You mean women _don't_ find moustaches automatically attractive?


----------



## armyvern (4 May 2008)

Shamrock said:
			
		

> You mean women _don't_ find moustaches automatically attractive?



Absolutely not. There only one on this site that I appreciate. 

(And I do also appreciate the one on Sean Connery below!!)


----------



## Shamrock (4 May 2008)

Burt Reynolds has lied to me yet again.

Excuse me, I must go shave.


----------



## armyvern (4 May 2008)

Shamrock said:
			
		

> Burt Reynolds has lied to me yet again.
> 
> Excuse me, I must go shave.



Don't be so hastey!!!  

Well, ante up a pic and we'll be the judge as to whether or not it's worthy. Seems quite fair to me.  :-\


----------



## NL_engineer (4 May 2008)

ArmyVern said:
			
		

> ***_Disclaimer: _ My definition of hot may not match everyone else's description of hot. I am not a cougar. Just to keep that straight.



 :rofl: 

So which cat type do you prefer ? [jk] :cheers:



			
				ArmyVern said:
			
		

> Well, ante up a pic and we'll be the judge as to whether or not it's worthy. Seems quite fair to me.  :-\



Let me guess you want him to be wearing chaps in the picture too  :  ;D


----------



## armyvern (4 May 2008)

NL_engineer said:
			
		

> Let me guess you want him to be wearing chaps in the picture too  :  ;D



Maaaayyyyybe. Maaayyybe not.  ;D


----------



## Shamrock (4 May 2008)

ArmyVern said:
			
		

> Don't be so hastey!!!
> 
> Well, ante up a pic and we'll be the judge as to whether or not it's worthy. Seems quite fair to me.  :-\



With or without thong?


----------



## armyvern (4 May 2008)

Shamrock said:
			
		

> With or without thong?



Baker's here --- better keep it "G" rated.  ;D

PM the rest!!   >


----------



## tabernac (4 May 2008)

Kids, kids, there are young children on this here forum, like Baker. Let's keep it G rated folks.


----------



## tabernac (4 May 2008)

DAMNATIONS!

Vern beat me to it.


----------



## Shamrock (4 May 2008)

I meant the sandals.  Thong sandals.  Get your heads out of the gutter.


----------



## Mike Baker (4 May 2008)

ArmyVern said:
			
		

> Baker's here --- better keep it "G" rated.  ;D
> 
> PM the rest!!   >


Hey I'm good for R ratings ;D




			
				cheeky_monkey said:
			
		

> Kids, kids, there are young children on this here forum, like Baker. Let's keep it G rated folks.


See above 

Baker


----------



## armyvern (4 May 2008)

········

| Exercise aim |
Reproduce the forum thread word for word, starting at "## NL_engineer (4" and ending at "keep that straight.".

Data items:
········

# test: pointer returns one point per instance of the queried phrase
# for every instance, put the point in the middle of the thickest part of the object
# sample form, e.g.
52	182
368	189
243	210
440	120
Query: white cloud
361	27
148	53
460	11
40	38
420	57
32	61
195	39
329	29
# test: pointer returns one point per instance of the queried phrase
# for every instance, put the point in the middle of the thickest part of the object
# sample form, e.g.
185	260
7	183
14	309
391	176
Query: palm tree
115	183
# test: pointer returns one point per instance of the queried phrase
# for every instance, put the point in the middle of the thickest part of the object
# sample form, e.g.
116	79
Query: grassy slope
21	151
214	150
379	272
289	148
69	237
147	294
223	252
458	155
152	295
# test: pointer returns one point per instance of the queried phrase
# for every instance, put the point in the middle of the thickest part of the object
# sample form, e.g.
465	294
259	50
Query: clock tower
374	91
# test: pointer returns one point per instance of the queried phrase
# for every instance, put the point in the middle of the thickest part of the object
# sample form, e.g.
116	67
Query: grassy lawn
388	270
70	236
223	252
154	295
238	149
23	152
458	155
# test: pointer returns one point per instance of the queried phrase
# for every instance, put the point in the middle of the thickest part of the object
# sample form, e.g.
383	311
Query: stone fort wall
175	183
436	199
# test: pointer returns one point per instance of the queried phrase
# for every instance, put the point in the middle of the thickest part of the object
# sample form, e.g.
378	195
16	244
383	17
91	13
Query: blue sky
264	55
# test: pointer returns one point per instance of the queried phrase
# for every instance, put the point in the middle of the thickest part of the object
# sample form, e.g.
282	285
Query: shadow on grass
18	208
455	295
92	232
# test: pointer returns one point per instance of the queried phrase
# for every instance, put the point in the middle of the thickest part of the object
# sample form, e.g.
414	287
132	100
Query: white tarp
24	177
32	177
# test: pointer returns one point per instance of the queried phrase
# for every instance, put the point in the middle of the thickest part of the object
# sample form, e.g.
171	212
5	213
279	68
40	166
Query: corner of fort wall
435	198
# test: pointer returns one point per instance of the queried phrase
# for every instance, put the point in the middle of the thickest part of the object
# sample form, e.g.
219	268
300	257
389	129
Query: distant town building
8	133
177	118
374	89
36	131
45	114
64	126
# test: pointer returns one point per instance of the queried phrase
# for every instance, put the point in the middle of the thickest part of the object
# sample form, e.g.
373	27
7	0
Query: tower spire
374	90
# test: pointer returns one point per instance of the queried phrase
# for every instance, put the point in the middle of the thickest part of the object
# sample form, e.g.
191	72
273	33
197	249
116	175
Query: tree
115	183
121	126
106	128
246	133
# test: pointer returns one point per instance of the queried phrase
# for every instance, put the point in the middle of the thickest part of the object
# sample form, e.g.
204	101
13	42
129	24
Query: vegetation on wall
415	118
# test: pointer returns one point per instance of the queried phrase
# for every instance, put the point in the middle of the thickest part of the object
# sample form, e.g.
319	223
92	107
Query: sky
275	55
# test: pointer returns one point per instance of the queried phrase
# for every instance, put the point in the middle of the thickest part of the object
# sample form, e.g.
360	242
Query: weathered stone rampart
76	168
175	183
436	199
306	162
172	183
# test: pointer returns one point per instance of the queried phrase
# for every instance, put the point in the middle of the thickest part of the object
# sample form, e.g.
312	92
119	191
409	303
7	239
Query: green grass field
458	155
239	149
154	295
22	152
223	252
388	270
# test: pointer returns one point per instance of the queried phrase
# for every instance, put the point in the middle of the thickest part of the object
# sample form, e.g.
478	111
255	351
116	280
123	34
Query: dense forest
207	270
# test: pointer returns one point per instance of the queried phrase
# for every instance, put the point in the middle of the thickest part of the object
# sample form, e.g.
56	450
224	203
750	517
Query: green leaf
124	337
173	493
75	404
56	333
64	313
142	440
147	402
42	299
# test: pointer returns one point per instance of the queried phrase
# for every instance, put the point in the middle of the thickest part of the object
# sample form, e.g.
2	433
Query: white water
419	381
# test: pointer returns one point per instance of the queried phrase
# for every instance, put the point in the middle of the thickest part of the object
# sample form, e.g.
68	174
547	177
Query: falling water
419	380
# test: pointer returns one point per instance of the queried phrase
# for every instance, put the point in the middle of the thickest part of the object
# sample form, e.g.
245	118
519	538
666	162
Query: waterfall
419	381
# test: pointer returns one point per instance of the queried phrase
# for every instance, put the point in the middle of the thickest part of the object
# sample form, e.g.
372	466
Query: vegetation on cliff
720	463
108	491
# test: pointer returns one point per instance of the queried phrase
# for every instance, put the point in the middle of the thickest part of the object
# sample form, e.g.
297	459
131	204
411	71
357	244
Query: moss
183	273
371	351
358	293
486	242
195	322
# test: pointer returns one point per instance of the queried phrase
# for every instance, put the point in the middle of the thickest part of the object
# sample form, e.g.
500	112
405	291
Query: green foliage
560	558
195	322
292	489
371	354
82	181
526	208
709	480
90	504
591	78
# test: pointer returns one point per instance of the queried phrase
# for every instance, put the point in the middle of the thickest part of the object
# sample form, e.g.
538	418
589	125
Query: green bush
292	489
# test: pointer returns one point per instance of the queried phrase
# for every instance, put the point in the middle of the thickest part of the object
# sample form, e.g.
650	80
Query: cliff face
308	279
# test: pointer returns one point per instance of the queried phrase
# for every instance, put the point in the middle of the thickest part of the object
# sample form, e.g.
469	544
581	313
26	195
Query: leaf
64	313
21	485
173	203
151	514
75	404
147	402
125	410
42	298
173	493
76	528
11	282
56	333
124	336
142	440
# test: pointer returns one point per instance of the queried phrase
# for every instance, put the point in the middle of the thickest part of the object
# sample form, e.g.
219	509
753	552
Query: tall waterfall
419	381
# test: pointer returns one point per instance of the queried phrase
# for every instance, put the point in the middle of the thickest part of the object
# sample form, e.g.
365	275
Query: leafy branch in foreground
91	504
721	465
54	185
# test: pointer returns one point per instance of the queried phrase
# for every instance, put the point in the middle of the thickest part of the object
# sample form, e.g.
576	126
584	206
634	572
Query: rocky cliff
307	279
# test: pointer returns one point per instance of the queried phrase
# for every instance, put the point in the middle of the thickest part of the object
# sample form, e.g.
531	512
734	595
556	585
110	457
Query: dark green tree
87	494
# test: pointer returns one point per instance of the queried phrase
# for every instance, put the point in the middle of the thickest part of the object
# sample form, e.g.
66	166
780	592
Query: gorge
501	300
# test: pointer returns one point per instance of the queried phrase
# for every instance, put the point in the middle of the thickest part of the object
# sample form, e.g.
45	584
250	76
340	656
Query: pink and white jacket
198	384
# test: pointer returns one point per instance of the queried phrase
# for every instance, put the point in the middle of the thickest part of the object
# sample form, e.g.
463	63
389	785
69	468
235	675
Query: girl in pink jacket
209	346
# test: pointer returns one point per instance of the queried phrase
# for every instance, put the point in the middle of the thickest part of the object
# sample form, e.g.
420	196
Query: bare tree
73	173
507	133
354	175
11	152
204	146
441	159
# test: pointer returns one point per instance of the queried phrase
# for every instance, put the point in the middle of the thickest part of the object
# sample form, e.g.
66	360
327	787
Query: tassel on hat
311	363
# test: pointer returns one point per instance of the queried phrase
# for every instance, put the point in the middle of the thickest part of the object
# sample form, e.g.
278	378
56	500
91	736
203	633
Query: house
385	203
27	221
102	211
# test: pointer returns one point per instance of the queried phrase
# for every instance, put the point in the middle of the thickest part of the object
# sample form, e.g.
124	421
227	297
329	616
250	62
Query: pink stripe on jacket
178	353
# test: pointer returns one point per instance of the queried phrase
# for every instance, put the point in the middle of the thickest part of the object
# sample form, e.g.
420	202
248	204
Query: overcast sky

········

| Result for this task |
## NL_engineer (4 May 2008)

ArmyVern said:
			
		

> ***_Disclaimer: _ My definition of hot may not match everyone else's description of hot. I am not a cougar. Just to keep that straight.